Actions to take =>
**a.** From the complementary currencies profile, reproduce the passage from "Complementary currencies that" to "Chiemgauer (Bavaria, Germany)" verbatim.
**b.** In the complementary currencies profile, in what year was WIRBank founded?
**c.** List every example the complementary currencies profile gives of a project that Chiemgauer consumers can select to support.

Source document =>
--------------------------------

Complementary currencies that empower communities and small businesses

Movement Profile

More and more communities are developing and using complementary currencies, a form of monetary exchange other than official tenders such as the euro and US dollar. Complementary currencies empower local communities by increasing economic self-sufficiency and financial autonomy. Here, two leading experiences are profiled: the Chiemgauer in Germany and the WIRBank in Switzerland.

Chiemgauer (Bavaria, Germany)

Chiemgauer is a complementary currency used in the German counties of Rosenheim and Traunstein. Created in January 2003 as an extracurricular initiative by a Waldorf school, this project links consumers, local businesses, and social and environmental projects as follows:

  • Consumers, upon becoming Chiemgauer members, exchange €100 for 100 Chiemgauer bills. When they shop at local businesses, 3% of the money they spend goes to a project they select to support – such as Greenpeace, a non-profit organization that works on ecological issues, a Waldorf school, a band or a kindergarten.
  • Local businesses attract consumers by accepting Chiemgauer. They either can spend it at other local businesses or exchange it for euros, paying a 5% exchange fee (and thus getting only €95 for 100 Chiemgauers). This encourages spending at other local businesses, thus focusing purchasing power within the community.
  • The Chiemgauer administration gets €100 by selling 100 Chiemgauer to consumers. It reserves €95 for reimbursement, donates €3 to the selected project and spends the last €2 to cover operational costs (such as pamphlets and office overhead).

At the end of 2012, a full 2,573 consumers, 633 local businesses and 248 projects had joined the system, with nearly 600,000 Chiemgauers in the system and an annual turnover of about 6,450,000. Its multiplier effect (the number of times transactions are done in Chiemgauer before being redeemed into euro) stands at 3.46, and its circulation is 2.78 times faster than the euro’s. Because the bill expires after three months, it is necessary to buy a stamp with 2% of the bill’s value to revalidate it. This method, called “demurrage”, is used to set up an interest-free money system and avoid money-hoarding.

WIRBank (Switzerland)

WIRBank, a cooperative bank founded in 1934 during the Great Depression, is the oldest complementary currency system in Europe. It is used by thousands of small and middle-sized enterprises as well as freelancers all over Switzerland. It is the central bank of a complementary currency called WIR (“we” in German), equivalent to the Swiss Franc but not convertible. As of the end of 2011, about 881 million WIR were given as credits; the annual turnover is about 1.5 billion WIR. Similar to Chiemgauer, WIRBank stimulates transactions between member businesses and freelancers and keeps the purchasing power within this economic circle.

--------------------------------

Dataset content =>
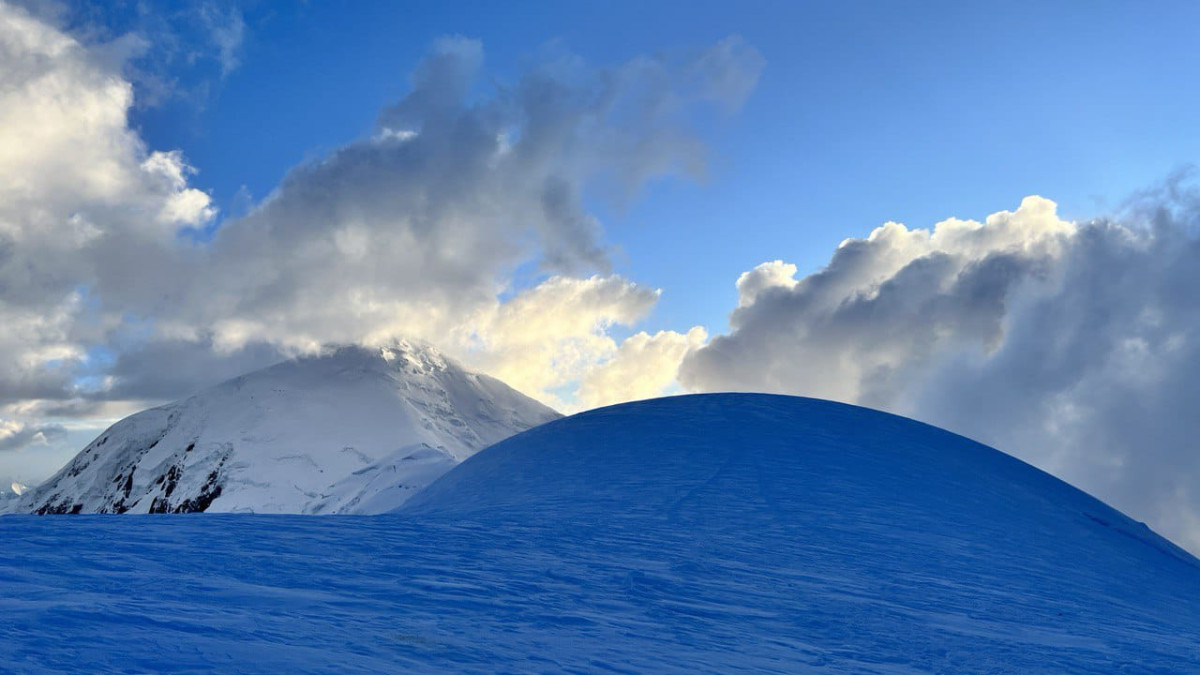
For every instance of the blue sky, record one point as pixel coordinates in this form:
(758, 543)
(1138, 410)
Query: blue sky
(865, 112)
(193, 190)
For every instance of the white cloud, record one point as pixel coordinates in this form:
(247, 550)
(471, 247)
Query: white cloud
(413, 231)
(553, 334)
(1072, 346)
(645, 366)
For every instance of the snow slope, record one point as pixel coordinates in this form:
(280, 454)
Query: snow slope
(696, 533)
(353, 431)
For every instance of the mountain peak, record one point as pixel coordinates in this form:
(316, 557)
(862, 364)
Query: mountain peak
(329, 432)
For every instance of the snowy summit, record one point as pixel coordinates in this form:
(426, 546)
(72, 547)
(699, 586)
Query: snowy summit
(703, 533)
(357, 430)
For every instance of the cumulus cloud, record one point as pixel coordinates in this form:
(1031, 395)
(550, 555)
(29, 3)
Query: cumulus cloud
(1074, 346)
(16, 435)
(645, 366)
(418, 230)
(555, 333)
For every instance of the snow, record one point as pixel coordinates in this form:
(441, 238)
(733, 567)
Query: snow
(329, 434)
(711, 533)
(695, 533)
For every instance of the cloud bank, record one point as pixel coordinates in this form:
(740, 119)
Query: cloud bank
(121, 282)
(1074, 346)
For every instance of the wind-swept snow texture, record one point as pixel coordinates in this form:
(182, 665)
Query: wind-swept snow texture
(354, 431)
(693, 535)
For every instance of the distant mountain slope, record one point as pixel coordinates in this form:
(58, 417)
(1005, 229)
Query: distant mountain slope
(353, 431)
(723, 533)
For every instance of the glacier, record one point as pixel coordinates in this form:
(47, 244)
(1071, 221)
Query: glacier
(725, 532)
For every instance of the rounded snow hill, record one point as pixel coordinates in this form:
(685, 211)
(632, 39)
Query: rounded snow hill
(803, 532)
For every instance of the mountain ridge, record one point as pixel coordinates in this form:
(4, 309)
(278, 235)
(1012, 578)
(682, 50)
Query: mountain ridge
(323, 434)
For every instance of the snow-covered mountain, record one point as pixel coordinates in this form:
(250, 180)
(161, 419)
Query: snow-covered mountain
(355, 430)
(718, 533)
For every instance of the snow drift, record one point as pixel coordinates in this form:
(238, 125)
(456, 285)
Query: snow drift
(352, 431)
(707, 533)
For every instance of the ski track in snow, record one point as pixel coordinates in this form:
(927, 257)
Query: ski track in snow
(635, 538)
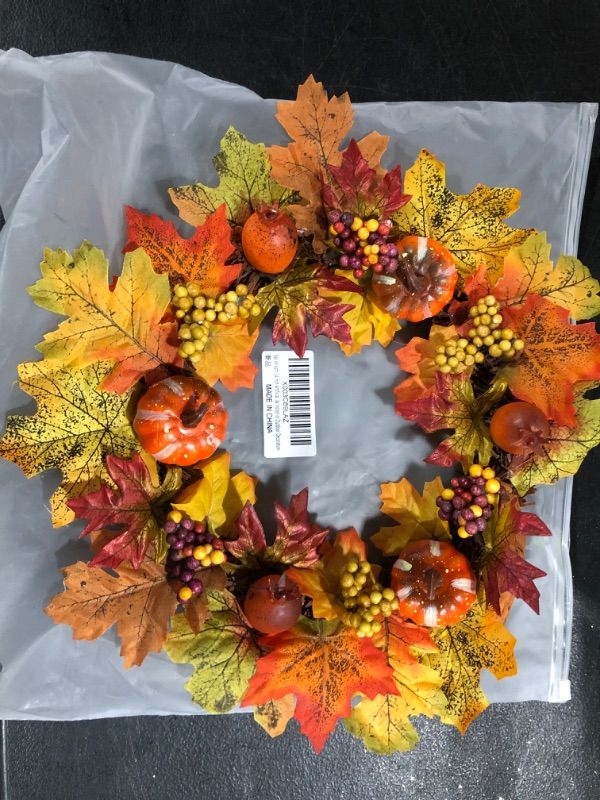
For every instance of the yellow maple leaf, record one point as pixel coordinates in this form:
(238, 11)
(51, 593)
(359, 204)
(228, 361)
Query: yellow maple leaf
(470, 226)
(416, 515)
(226, 355)
(367, 321)
(123, 325)
(528, 269)
(74, 426)
(480, 641)
(217, 497)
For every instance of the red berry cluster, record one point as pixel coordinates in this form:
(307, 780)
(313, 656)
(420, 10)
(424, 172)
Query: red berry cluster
(363, 244)
(191, 548)
(469, 501)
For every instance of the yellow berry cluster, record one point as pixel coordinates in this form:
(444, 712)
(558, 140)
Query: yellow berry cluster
(459, 353)
(197, 312)
(366, 601)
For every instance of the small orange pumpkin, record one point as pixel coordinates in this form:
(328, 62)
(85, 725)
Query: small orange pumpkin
(424, 283)
(434, 583)
(270, 239)
(180, 420)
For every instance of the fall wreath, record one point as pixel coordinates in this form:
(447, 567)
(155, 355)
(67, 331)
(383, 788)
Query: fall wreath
(306, 626)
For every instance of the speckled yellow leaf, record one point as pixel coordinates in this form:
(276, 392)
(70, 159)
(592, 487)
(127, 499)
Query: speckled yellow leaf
(244, 181)
(122, 324)
(74, 426)
(416, 515)
(528, 269)
(470, 226)
(274, 715)
(479, 642)
(217, 497)
(223, 654)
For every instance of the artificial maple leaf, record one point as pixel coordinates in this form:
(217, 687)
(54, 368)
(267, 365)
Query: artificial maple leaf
(563, 449)
(417, 357)
(322, 581)
(416, 515)
(244, 183)
(452, 405)
(223, 653)
(201, 258)
(217, 497)
(324, 666)
(366, 320)
(297, 542)
(480, 641)
(197, 609)
(140, 602)
(317, 126)
(296, 293)
(274, 715)
(470, 226)
(528, 269)
(123, 325)
(500, 563)
(226, 355)
(132, 506)
(74, 426)
(359, 188)
(556, 356)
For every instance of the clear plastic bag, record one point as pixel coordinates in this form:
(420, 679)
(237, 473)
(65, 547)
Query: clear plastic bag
(83, 134)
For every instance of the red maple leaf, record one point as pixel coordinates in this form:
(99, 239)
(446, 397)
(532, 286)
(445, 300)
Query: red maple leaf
(361, 188)
(324, 667)
(502, 566)
(201, 258)
(297, 541)
(129, 507)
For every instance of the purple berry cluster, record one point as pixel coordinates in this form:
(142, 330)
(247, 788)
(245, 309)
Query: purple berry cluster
(363, 244)
(470, 500)
(191, 548)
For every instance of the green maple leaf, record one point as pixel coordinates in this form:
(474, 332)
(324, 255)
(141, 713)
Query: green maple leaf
(223, 653)
(245, 181)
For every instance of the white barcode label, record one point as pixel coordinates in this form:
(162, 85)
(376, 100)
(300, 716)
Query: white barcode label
(288, 404)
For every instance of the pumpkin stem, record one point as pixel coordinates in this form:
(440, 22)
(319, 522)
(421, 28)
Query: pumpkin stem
(193, 414)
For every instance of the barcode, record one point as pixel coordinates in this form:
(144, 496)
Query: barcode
(300, 405)
(288, 404)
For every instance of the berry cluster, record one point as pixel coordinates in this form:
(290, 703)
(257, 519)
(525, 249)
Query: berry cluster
(469, 501)
(366, 601)
(363, 243)
(487, 333)
(198, 312)
(190, 548)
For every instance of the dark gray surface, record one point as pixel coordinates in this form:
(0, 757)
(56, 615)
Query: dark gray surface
(506, 50)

--------------------------------

Answer list =>
**a.**
Complementary currencies that empower communities and small businesses

Movement Profile

More and more communities are developing and using complementary currencies, a form of monetary exchange other than official tenders such as the euro and US dollar. Complementary currencies empower local communities by increasing economic self-sufficiency and financial autonomy. Here, two leading experiences are profiled: the Chiemgauer in Germany and the WIRBank in Switzerland.

Chiemgauer (Bavaria, Germany)

**b.** 1934

**c.**
- Greenpeace
- a Waldorf school
- a band
- a kindergarten